PROBLEM DETAILS: From the listing below, extract each line containing the string "prompts".

EXERCISE MATERIALS: Begin

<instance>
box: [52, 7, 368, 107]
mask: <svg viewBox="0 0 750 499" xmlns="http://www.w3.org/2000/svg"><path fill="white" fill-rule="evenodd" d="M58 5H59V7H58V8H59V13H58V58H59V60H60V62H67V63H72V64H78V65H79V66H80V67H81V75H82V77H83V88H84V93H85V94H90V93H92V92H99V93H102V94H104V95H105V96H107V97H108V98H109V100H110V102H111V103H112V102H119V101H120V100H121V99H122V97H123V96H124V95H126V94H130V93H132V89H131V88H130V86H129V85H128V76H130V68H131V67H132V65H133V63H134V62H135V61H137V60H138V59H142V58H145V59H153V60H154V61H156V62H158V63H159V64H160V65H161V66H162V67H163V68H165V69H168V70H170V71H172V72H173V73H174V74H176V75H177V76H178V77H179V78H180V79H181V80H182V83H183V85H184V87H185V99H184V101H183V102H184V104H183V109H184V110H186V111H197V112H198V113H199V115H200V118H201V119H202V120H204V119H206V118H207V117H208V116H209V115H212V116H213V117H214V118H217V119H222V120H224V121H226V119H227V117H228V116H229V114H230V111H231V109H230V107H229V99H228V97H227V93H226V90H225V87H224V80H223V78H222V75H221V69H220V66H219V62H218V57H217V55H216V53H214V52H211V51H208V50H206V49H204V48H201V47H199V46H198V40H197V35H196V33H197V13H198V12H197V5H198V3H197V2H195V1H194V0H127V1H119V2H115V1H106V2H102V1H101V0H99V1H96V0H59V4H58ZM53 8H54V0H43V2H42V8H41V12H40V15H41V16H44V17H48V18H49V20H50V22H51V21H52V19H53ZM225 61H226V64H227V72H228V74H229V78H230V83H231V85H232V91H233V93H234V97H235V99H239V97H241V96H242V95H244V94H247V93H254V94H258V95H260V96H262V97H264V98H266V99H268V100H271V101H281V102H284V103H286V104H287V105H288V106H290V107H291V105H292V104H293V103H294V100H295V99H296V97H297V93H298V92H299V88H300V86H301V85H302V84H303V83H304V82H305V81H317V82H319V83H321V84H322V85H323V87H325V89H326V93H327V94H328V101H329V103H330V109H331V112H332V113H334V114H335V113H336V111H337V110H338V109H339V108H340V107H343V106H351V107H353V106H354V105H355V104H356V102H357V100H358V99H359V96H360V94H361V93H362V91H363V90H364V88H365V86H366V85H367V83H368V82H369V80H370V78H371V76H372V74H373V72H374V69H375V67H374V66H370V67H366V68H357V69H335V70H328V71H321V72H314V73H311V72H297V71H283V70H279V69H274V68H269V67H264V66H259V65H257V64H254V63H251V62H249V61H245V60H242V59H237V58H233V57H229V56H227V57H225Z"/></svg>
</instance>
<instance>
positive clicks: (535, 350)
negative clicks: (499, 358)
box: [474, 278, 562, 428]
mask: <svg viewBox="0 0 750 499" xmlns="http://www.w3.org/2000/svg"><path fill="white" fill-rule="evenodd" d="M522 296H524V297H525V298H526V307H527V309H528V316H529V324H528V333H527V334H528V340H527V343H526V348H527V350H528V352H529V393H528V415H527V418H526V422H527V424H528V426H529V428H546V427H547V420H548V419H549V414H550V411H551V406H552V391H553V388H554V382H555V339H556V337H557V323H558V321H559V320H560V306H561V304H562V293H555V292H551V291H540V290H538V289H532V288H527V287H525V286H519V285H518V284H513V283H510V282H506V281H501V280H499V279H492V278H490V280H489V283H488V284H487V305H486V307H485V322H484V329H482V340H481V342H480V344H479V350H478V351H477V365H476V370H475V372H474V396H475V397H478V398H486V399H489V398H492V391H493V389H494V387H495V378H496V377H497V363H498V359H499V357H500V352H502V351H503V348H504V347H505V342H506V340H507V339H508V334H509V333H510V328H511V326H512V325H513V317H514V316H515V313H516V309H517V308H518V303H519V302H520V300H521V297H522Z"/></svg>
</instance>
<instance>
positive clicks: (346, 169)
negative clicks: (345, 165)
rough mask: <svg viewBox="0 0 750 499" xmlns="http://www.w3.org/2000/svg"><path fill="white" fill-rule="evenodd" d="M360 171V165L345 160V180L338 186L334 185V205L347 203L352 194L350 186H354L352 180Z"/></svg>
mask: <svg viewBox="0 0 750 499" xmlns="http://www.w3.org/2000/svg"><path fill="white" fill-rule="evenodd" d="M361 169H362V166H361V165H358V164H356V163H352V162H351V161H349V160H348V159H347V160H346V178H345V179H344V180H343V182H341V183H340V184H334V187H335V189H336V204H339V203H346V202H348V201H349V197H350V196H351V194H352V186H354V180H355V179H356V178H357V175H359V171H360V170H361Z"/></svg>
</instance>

EXERCISE MATERIALS: End
EXERCISE MATERIALS: Begin

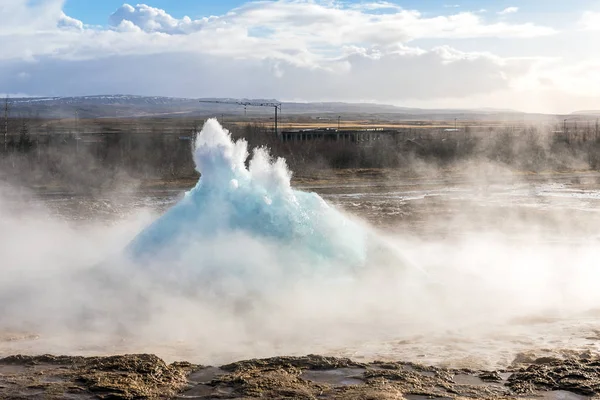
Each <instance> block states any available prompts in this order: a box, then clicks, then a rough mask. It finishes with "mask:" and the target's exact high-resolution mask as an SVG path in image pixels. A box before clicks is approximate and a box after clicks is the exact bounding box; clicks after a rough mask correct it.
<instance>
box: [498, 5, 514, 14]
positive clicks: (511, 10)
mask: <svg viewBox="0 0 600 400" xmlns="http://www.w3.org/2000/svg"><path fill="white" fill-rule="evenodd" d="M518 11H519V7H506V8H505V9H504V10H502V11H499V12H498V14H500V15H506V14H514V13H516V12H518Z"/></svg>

EXERCISE MATERIALS: End
EXERCISE MATERIALS: Begin

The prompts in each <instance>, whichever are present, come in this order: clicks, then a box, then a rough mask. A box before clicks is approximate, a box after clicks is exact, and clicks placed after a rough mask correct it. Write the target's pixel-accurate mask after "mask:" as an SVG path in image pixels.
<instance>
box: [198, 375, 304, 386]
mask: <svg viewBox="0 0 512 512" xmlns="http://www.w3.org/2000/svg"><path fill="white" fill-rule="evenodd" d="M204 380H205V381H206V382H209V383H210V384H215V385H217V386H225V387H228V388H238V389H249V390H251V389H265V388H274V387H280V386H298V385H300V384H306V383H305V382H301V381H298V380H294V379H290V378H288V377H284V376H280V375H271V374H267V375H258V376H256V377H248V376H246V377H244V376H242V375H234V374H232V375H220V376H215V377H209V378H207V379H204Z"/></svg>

EXERCISE MATERIALS: End

ANSWER FOR THIS EXERCISE:
Each <instance> block states any available prompts in this order: a box, then clicks, then a rough mask. It finishes with "mask:" and the target's exact high-resolution mask as an SVG path in image pixels. A box before clicks is approximate and a box after clicks is the exact bounding box; clicks after a rough mask correct it.
The prompts in each <instance>, whichever are present, come in this order: clicks, then a box, then a rough mask. A box before clicks is approximate, a box after clicks is exact, and clicks placed after a rough mask correct it. Write the target's pixel-accurate mask after "mask:" as an SVG path in image pixels.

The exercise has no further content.